- What the task requires:
Would you find each line in the entries below with the string "positive" and copy it?

- Information supplied:
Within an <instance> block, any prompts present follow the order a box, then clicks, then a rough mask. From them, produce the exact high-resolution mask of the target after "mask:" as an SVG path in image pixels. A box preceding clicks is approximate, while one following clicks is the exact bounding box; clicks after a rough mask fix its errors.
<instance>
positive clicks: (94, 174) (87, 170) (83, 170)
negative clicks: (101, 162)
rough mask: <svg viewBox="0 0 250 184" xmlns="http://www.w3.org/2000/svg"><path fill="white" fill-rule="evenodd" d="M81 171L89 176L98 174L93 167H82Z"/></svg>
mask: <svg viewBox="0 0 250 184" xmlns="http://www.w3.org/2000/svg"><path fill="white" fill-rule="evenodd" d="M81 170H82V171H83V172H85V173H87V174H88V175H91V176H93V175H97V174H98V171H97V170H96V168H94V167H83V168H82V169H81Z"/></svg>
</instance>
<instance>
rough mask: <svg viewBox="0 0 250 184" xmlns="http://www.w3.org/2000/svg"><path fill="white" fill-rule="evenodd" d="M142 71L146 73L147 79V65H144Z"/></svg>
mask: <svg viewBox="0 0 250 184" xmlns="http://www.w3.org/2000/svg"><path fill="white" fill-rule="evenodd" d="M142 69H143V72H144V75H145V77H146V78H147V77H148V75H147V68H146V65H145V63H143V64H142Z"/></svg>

* * *

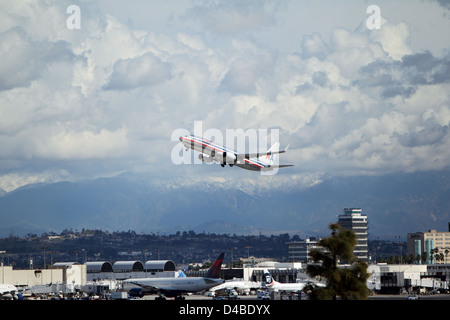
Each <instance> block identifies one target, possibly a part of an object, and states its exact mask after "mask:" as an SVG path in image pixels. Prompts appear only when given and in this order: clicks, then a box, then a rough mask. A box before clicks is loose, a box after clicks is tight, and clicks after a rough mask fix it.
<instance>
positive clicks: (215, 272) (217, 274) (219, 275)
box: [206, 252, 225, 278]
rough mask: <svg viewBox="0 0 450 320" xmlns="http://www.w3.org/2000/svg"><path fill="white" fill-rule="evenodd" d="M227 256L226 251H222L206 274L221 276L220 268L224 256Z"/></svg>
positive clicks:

- Answer box:
positive clicks: (94, 174) (87, 170) (83, 170)
positive clicks: (215, 272) (217, 274) (219, 275)
positive clicks:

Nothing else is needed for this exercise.